■ **But de l'exercice**
D'après l'entretien sur le film, à quel âge l'agriculteur a-t-il quitté l'école ?

D’ailleurs, le bleu de travail de Raymond, on dirait qu’il est à vous depuis quinze ans !

Il s’est imposé à moi, les bottes aussi ! On a fait un gros travail pour trouver la vérité des personnages. Pas question de faire une caricature, de me déguiser en paysan. Il fallait oublier l’acteur et raconter l’histoire de cet homme qui va se battre avec ce qu’il est.

Le film a une résonnance incroyable avec l’actualité…

Mélanie Auffret l’a pourtant écrit bien avant le mouvement social qui a débuté en novembre dernier, mais les grands auteurs et les artistes sentent le sens du vent, ils peuvent avoir des prémonitions dans leurs écritures. Elle est tombée pile dans l’actualité.

Les grands textes classiques portent le film de bout en bout ?

Ils ne sont pas dits pour faire joli, mais pour servir la situation. À chaque fois que je vois le film, je me fais avoir : j’ai les larmes aux yeux, alors que je sais ce qu’il va se passer ! Quand j’ai rencontré Mélanie, je voulais absolument faire ce film. Je lui ai dit : « Ne vous trompez pas, ne prenez pas un acteur plus cher et moins bon, prenez-moi ! » Elle ne pouvait pas le savoir mais, à l’instar de mon personnage, mon rapport personnel à la littérature a été très difficile au début, j’ai eu beaucoup de mal à apprendre à lire et à écrire.

Vous avez su transcender ce handicap par le théâtre, en dépit du qu’en-dira-t-on, comme notre agriculteur ?

Ce qui me bouleverse dans cette histoire, c’est que cet homme qui a quitté l’école à 16 ans, porte son amour de la littérature comme un secret honteux car il ne se sent pas légitime, il pense qu’il ne mérite pas la culture. Je trouve cela d’une injustice terrible. Il n’ose pas avouer sa passion à sa femme. Il est obligé de l’assouvir devant ses bêtes, car elles ne le jugeront pas. Il n’a pourtant rien d’autre pour se défendre face à l’adversité. C’est une belle métaphore de la vie. C’est là que le film touche à l’universel. Ce type est naïf et un peu ridicule, mais il met son coeur sur la table et ça me donne la chair de poule !

■ **Entrées du jeu de données de pointage**
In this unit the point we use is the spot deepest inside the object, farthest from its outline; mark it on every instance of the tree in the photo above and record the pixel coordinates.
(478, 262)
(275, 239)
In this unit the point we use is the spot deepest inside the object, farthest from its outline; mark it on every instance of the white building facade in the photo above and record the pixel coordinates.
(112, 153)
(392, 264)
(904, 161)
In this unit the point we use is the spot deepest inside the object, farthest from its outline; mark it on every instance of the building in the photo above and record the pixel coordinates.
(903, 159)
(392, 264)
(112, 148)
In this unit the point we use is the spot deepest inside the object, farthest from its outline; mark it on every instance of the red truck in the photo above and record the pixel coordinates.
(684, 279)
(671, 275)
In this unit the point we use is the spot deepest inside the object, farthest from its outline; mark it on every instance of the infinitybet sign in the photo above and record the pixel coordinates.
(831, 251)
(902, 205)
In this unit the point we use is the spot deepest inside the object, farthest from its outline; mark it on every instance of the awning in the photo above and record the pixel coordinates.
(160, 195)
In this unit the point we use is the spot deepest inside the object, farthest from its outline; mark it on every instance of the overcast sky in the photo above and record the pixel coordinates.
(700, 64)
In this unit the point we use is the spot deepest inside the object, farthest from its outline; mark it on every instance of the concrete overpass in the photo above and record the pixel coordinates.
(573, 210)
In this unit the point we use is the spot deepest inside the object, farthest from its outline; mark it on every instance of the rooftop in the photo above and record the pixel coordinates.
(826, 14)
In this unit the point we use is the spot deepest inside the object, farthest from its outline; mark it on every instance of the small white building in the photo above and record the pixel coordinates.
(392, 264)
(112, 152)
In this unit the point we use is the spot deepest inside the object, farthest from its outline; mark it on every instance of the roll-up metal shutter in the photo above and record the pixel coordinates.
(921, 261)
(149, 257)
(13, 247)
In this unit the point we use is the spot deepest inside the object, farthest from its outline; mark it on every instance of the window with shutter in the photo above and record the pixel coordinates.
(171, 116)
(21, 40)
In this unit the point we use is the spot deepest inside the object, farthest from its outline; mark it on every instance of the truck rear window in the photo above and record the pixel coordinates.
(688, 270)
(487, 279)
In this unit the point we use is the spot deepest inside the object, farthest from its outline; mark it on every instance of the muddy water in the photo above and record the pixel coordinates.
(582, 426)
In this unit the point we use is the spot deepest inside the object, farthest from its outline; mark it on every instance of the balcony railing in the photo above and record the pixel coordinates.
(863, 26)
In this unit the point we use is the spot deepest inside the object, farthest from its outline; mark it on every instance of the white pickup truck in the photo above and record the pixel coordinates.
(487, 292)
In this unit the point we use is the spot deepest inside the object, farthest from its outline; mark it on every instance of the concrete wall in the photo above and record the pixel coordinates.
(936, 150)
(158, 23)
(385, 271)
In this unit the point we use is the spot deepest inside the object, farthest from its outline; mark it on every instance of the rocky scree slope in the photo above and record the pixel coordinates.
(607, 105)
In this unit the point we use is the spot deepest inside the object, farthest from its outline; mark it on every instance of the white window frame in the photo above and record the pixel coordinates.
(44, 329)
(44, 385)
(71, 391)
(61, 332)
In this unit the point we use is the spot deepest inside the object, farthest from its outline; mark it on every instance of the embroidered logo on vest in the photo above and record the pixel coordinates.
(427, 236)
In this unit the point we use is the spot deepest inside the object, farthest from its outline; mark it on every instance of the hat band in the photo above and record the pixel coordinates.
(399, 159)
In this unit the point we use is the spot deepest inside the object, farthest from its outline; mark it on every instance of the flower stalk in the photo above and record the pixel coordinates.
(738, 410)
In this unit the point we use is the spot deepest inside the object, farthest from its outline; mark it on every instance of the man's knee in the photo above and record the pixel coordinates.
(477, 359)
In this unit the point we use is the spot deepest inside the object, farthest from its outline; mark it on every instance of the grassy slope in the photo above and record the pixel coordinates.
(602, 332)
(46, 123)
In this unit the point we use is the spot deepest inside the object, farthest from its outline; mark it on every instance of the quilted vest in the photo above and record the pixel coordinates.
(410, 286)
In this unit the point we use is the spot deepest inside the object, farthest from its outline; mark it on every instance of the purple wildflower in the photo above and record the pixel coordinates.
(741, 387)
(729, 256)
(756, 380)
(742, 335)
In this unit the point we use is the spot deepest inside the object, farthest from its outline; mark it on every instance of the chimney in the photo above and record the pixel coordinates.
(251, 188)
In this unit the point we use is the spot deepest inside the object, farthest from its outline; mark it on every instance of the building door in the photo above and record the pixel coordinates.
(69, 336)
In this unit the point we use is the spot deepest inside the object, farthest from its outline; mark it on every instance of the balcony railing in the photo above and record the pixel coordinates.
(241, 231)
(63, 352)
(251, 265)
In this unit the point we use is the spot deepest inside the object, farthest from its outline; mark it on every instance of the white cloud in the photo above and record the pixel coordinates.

■ **Réponse**
À 16 ans.